=== EXCERPTED PASSAGE ===

********

My mother was born in Washington, DC, the capital city of the United States, the seat of government, the home of the president, and such a large black population that it has been known as “Chocolate City”.
My father was born in the Gilbert Islands, the most populous group of atolls in present-day Kiribati. He was six when his family was relocated to Fiji after World War II, so that the British could continue mining phosphate on their ancestral island.
Most of the time, when people learn that I am African American and I-Kiribati they say, “That’s an unusual mix.” Then, of course, they want to know how my parents met. As I’m discovering, there are more African American Pacific Islanders out there than people might assume.
But that’s a different story.
For now, I want to reflect on how I was forced to think about African American history and the future of Pacific Islanders in a way that caught me off-guard.
Two weeks ago, I was sitting in a conference on climate change at Victoria University in Wellington, listening to the keynote address by President Anote Tong of Kiribati.
This was the first time I’d heard him speak, in his charismatic way, about the issue that has really come to define his 12-year tenure as president of an island republic on the frontline of climate change.
Tong has been such a prominent spokesperson for climate change awareness — and, indeed, action — that in 2015 he was nominated for a Nobel Peace prize.
I’m not a citizen of Kiribati, but I have to admit that as his voice weaved its way through the lecture theatre speakers, I felt a swell of national pride.
And then Tong’s words took a turn that I hadn’t expected. First he described climate change as the greatest moral challenge of our time. And then he compared it to the Trans-
Atlantic slave trade.

********

=== PROVIDED INFORMATION ===
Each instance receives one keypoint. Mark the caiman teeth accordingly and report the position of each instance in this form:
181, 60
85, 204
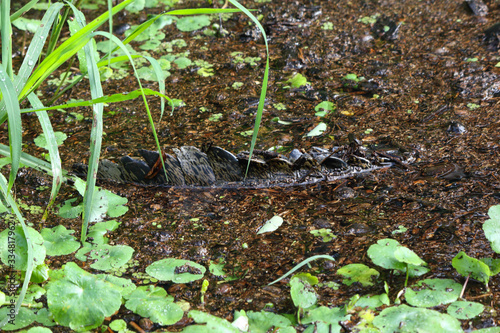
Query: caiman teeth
216, 167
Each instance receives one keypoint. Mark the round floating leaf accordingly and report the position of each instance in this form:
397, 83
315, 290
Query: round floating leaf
383, 254
373, 301
116, 204
493, 264
81, 300
298, 80
176, 270
124, 286
465, 310
331, 316
41, 140
433, 292
19, 248
58, 241
24, 318
213, 323
318, 130
492, 228
302, 293
324, 108
182, 62
407, 256
407, 319
110, 257
153, 303
192, 23
273, 224
466, 265
39, 330
358, 273
263, 321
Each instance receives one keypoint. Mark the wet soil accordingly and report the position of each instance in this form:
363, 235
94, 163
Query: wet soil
431, 86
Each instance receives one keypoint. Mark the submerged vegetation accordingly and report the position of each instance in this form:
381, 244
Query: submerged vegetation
79, 299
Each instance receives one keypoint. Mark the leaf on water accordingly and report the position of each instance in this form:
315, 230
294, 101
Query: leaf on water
465, 310
273, 224
358, 273
492, 228
176, 270
19, 249
59, 241
81, 300
192, 23
318, 130
466, 265
433, 292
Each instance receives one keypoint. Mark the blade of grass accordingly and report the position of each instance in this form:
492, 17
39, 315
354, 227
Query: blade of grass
97, 126
65, 51
105, 99
55, 159
32, 162
33, 52
23, 10
305, 262
262, 99
6, 33
14, 123
29, 268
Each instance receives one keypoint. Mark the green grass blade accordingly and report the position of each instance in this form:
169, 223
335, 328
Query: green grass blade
6, 33
305, 262
55, 159
105, 99
199, 11
32, 162
23, 10
97, 126
66, 50
262, 99
146, 105
161, 83
14, 119
33, 53
29, 268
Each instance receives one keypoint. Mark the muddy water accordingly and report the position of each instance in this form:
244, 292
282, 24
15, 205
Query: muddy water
430, 86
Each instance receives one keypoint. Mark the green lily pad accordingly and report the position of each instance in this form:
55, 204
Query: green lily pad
358, 273
176, 270
110, 257
262, 321
24, 318
192, 23
19, 248
433, 292
318, 130
59, 241
271, 225
373, 301
384, 254
404, 318
466, 265
465, 310
323, 314
213, 324
298, 80
302, 293
80, 300
492, 228
154, 303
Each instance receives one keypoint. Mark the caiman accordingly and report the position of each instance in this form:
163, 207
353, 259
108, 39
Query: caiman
214, 167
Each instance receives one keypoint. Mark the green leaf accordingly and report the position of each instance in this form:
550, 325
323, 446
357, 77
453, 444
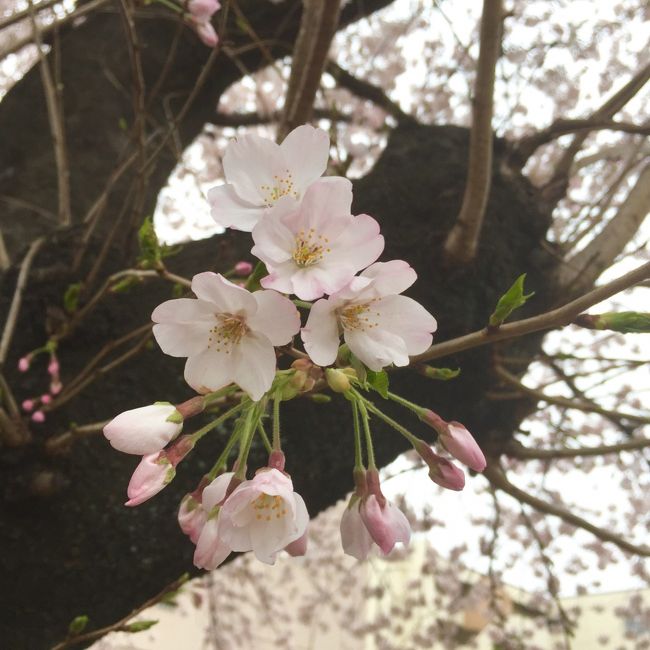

********

=== TASK REQUIREMENTS ===
1) Revise the essay on African American and I-Kiribati heritage by reproducing the stretch from "Most of the" through "of climate change.", with "keynote address" changed to "opening address".
2) Carry the essay on African American and I-Kiribati heritage forward from its final sentence.

=== THE ANSWERS ===
1)
Most of the time, when people learn that I am African American and I-Kiribati they say, “That’s an unusual mix.” Then, of course, they want to know how my parents met. As I’m discovering, there are more African American Pacific Islanders out there than people might assume.
But that’s a different story.
For now, I want to reflect on how I was forced to think about African American history and the future of Pacific Islanders in a way that caught me off-guard.
Two weeks ago, I was sitting in a conference on climate change at Victoria University in Wellington, listening to the opening address by President Anote Tong of Kiribati.
This was the first time I’d heard him speak, in his charismatic way, about the issue that has really come to define his 12-year tenure as president of an island republic on the frontline of climate change.

2)
Was he really comparing this to nearly 400 years of brutalising enslavement of peoples stolen and sold out of Africa — among them my maternal ancestors? How is climate change like the Trans-Atlantic slave trade?
Other Pacific leaders had gotten into trouble before for attempting to draw analogies across cultural and historical contexts. (Anyone remember Tariana Turia being censured by the New Zealand Labour party leadership for using the term “holocaust” to describe the impacts of colonisation on Māori?) I hoped Tong had thought this through carefully.
He had. Slavery, he said, was a system that was justified solely by its profitability. Morality was all that opponents of slavery had to argue against slave plantation economics.
This is the same with climate change, Tong argued. Climate change is the consequence of a system justified solely by its profitability. The fossil fuel and coal industries, for example, are profitable. But they’re also immoral. They’re reaping profits for the few, while spreading the costs around the world. And some of these costs include the loss of whole homelands and livelihoods.
But what if “whole homelands” are so small that the rest of the world — even most present-day descendants of the Trans-Atlantic slave trade — can’t muster up the energy to care?
The island countries often cited as the most likely to disappear because of climate change include Kiribati, the Marshall Islands and Tuvalu. Kiribati has a population of just over 100,000. The Marshall Islands about 52,000. And Tuvalu close to 10,000.
Many of us from the Pacific Islands are old enough to remember how our small populations were used in the past to justify some of the worst environmental and human rights abuses in the form of atomic and nuclear testing.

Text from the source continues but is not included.